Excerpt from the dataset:

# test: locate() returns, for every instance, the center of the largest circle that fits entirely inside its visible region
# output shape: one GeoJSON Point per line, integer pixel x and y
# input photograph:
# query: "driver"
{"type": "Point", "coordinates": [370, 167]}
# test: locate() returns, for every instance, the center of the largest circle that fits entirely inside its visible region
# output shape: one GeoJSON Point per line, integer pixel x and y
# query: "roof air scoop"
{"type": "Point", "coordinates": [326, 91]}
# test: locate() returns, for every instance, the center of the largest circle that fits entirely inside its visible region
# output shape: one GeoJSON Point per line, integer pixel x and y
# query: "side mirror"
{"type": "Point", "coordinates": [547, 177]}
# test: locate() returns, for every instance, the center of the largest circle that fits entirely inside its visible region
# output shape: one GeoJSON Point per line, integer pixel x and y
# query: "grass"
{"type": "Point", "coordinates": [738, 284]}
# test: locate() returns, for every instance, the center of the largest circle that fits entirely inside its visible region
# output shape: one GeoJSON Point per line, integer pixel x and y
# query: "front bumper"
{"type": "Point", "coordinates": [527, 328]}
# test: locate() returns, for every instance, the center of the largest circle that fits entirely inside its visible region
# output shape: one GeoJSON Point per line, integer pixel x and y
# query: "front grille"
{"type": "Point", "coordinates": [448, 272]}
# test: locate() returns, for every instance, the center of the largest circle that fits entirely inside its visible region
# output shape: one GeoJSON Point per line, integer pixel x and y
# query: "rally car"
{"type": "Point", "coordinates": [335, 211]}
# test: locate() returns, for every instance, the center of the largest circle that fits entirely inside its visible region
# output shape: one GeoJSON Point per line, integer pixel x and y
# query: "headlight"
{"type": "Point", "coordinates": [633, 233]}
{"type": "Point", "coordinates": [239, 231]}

→ Aim: Which lines in the listing above contain the string "query"? Copy out each of them, treating uppercase and lowercase letters as distinct.

→ Full output:
# query: "driver"
# query: "roof air scoop"
# query: "side mirror"
# query: "grass"
# query: "front bumper"
# query: "front grille"
# query: "rally car"
# query: "headlight"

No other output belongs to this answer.